EXERCISE TASK >> Make an exact copy of the entries below with the pictures removed.

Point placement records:
##########
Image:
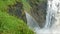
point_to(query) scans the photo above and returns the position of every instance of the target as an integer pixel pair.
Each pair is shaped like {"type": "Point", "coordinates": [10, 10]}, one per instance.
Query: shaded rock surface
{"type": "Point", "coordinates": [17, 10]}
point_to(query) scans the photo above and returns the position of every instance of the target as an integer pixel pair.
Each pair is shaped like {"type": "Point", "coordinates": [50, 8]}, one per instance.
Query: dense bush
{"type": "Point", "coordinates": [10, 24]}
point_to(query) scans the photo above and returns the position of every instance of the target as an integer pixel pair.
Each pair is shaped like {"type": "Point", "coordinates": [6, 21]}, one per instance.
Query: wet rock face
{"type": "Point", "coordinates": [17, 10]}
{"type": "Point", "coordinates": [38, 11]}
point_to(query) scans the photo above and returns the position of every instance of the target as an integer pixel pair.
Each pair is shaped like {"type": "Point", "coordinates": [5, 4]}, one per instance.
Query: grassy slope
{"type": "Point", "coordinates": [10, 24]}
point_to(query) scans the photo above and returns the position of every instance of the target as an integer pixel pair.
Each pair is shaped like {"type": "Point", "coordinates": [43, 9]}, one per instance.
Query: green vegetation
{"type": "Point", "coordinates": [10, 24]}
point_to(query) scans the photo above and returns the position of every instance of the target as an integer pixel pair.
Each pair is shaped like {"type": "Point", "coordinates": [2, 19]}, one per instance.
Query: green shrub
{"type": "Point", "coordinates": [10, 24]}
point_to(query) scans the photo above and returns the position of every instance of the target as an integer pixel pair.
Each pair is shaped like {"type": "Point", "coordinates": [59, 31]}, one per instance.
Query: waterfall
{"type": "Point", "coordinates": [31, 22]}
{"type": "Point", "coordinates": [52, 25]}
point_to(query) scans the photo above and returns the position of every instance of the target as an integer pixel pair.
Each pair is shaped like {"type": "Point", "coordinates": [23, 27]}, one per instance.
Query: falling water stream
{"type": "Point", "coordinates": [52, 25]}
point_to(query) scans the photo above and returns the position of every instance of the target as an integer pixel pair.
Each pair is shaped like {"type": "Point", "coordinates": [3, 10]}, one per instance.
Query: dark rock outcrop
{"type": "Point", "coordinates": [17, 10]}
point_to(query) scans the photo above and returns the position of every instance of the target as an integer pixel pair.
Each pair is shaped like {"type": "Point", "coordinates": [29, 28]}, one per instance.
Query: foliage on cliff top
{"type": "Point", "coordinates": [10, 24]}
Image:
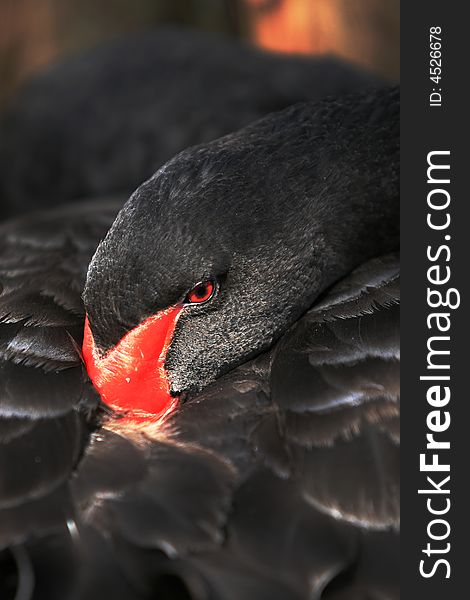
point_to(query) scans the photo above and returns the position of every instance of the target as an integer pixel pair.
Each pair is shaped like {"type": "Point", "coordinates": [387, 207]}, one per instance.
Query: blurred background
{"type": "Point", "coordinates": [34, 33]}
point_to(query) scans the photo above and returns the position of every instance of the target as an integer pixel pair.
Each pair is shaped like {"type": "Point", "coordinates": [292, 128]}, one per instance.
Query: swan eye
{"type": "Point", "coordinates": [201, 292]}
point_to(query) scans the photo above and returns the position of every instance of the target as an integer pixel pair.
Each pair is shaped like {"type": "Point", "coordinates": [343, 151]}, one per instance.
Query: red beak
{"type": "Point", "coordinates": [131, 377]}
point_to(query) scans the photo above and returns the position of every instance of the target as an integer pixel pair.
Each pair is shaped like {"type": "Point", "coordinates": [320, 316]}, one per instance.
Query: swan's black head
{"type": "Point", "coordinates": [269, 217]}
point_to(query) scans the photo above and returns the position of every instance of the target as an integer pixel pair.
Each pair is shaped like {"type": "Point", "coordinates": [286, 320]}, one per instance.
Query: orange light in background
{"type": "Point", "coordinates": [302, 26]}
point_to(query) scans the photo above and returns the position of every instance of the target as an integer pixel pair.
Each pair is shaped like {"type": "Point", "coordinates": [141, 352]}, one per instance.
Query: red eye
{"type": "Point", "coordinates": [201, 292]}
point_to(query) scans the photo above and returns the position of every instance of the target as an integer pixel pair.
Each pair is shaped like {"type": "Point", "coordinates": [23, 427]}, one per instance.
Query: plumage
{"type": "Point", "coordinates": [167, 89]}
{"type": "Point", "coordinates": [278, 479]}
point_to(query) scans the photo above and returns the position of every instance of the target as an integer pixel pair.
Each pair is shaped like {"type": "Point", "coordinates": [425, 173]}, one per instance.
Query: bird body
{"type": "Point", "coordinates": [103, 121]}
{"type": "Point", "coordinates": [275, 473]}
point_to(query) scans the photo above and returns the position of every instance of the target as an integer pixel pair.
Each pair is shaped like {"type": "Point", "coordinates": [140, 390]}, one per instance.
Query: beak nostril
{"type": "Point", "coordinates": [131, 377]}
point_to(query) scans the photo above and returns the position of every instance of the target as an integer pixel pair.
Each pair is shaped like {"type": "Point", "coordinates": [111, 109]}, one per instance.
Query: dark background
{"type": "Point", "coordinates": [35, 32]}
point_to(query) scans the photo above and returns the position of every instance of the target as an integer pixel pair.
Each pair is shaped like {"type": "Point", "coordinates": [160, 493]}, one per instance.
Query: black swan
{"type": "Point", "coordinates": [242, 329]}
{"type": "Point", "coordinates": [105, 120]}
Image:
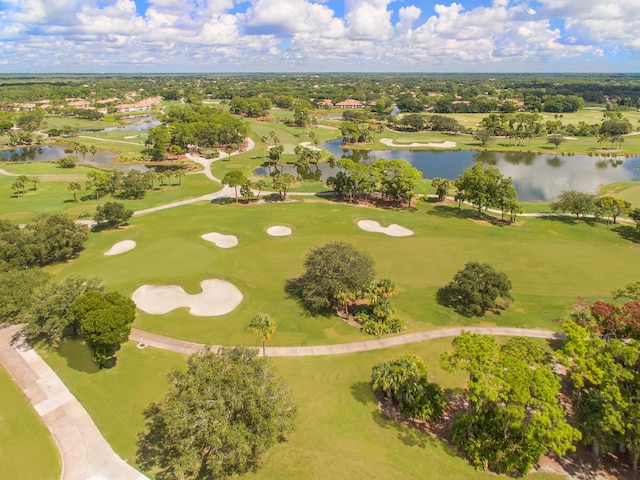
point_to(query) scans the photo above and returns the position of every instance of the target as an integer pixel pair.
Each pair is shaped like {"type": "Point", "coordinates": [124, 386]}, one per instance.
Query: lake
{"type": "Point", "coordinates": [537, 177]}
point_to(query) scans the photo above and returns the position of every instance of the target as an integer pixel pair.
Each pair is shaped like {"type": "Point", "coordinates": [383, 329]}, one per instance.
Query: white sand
##########
REPLY TO THE TASK >>
Image:
point_to(query) scans the photo above and returns the position of every instance of the target as an integer pixel pair.
Each pair is shaped like {"type": "Point", "coordinates": [10, 10]}, one per instance.
Query: shaded rock surface
{"type": "Point", "coordinates": [17, 10]}
point_to(query) scans the photo above and returns the position of every instance of the target as an integer pixel pair.
Each pair is shaped like {"type": "Point", "coordinates": [50, 8]}, one per instance.
Query: dense bush
{"type": "Point", "coordinates": [10, 24]}
point_to(query) scans the photo above and returns the position of every instance of the target as an integer pixel pair.
Each pair is shaped like {"type": "Point", "coordinates": [6, 21]}, one per instance.
Query: wet rock face
{"type": "Point", "coordinates": [17, 10]}
{"type": "Point", "coordinates": [38, 11]}
point_to(query) scans the photo above and returns the position of every instance of the target as an integer pixel pair.
Each pair is shaped like {"type": "Point", "coordinates": [5, 4]}, one per instance.
Query: grassy slope
{"type": "Point", "coordinates": [10, 24]}
point_to(query) scans the photo above and returns the position of every instance of the target as an integer pixel pair.
Each pair is shaped like {"type": "Point", "coordinates": [43, 9]}, one per instance.
Query: green vegetation
{"type": "Point", "coordinates": [10, 24]}
point_to(query) scans the photo above and returns the position of every instance of the target as an integer pixel pair.
Each pair is shaped like {"type": "Point", "coordinates": [2, 19]}, one per instance.
Query: green shrub
{"type": "Point", "coordinates": [10, 24]}
point_to(query) scans the photo above and returns the position of every instance of the target as an integer pixel pair.
Each pair is shaped like {"type": "Point", "coordinates": [59, 31]}, one per instance.
Query: waterfall
{"type": "Point", "coordinates": [31, 22]}
{"type": "Point", "coordinates": [52, 25]}
point_to(query) scans the photo above and returns the position of every instance of the target as an integer pixel pair.
Each pair is shaped like {"type": "Point", "coordinates": [23, 27]}, one per instance.
Query: falling water stream
{"type": "Point", "coordinates": [52, 25]}
point_to(query) scans the photo above and returns the position of every instance of the target as an integer pixel pair.
Each pair is shaped like {"type": "Point", "coordinates": [3, 10]}, one per instance.
Query: dark rock outcrop
{"type": "Point", "coordinates": [17, 10]}
point_to(query) scans the photo above and returns the position of every instance of the target as an integer pixel pair.
Each pair is shaped like {"type": "Point", "coordinates": [29, 28]}, one per instance.
Query: foliage on cliff top
{"type": "Point", "coordinates": [10, 24]}
Image:
point_to(query) scans the photo above and returns the position of every instance of the target as an integer pixel pair.
Each pair is shaped like {"type": "Point", "coordinates": [387, 207]}, one per instance.
Query: blurred background
{"type": "Point", "coordinates": [34, 33]}
point_to(query) scans the photo above and returns the position of every instance of the target as an integer pixel pair.
Each pair is shaped like {"type": "Point", "coordinates": [292, 128]}, one per instance.
Query: swan eye
{"type": "Point", "coordinates": [201, 292]}
point_to(query) scans the photo above and returns the position of every instance of the target as an integer pixel pair.
Each pair is shaped like {"type": "Point", "coordinates": [343, 151]}, one per instance.
Query: red beak
{"type": "Point", "coordinates": [131, 377]}
point_to(query) scans the photo above and returns the position of every instance of the target as an integer pixel pair.
Each pair is shaped like {"type": "Point", "coordinates": [320, 316]}, one per instance.
Query: swan's black head
{"type": "Point", "coordinates": [269, 217]}
point_to(query) scans the photo above and returns the position of every instance of the target as an integer pixel pair.
Each pair is shaped like {"type": "Point", "coordinates": [286, 320]}, one per instance.
Query: orange light in background
{"type": "Point", "coordinates": [302, 26]}
point_to(query) scans the photo above and returns the position of every instance of the target as an integer pixel pair.
Each pair is shaped like {"type": "Point", "coordinates": [141, 352]}, one per instance.
Query: red eye
{"type": "Point", "coordinates": [201, 292]}
point_to(query) scans the photo above and returns the position of every instance of the target as an integer pixel pair.
Each pair is shaped like {"type": "Point", "coordinates": [23, 427]}, one per instance.
Query: plumage
{"type": "Point", "coordinates": [167, 89]}
{"type": "Point", "coordinates": [278, 479]}
point_to(query) scans the photo above and returns the position of every instance of the target as an integer pixel pair.
Each pair is shaped like {"type": "Point", "coordinates": [425, 173]}, one per instance.
Query: bird body
{"type": "Point", "coordinates": [103, 121]}
{"type": "Point", "coordinates": [275, 473]}
point_to(query) scans the photo above and returns the position of every instance of the target as an integer pixel pair.
Each pair is shaped like {"type": "Point", "coordinates": [140, 390]}, one per instance.
Query: beak nostril
{"type": "Point", "coordinates": [131, 377]}
point_to(query) scans the photo above and returns the position of every instance of the target as an integer pixel pair.
Each pair is shaped like {"type": "Point", "coordinates": [111, 109]}, one per instance.
Query: dark background
{"type": "Point", "coordinates": [35, 32]}
point_to(query) scans the photo above and returns the position of every instance of the target as an integer pixel pair.
Each pair is shaped like {"type": "Point", "coordinates": [160, 493]}, one per instance.
Query: black swan
{"type": "Point", "coordinates": [242, 329]}
{"type": "Point", "coordinates": [105, 120]}
Image:
point_to(query) scans the photo above and returns the position of every instance of the target as an integer pixel pair.
Each pair is shaped like {"type": "Point", "coordinates": [124, 386]}, one per instance.
Query: lake
{"type": "Point", "coordinates": [537, 177]}
point_to(query) scans the photo above and returns the position of every instance of the target as an integer pixel pair.
Each pair is shaped like {"type": "Point", "coordinates": [383, 329]}, one per instance.
Query: white sand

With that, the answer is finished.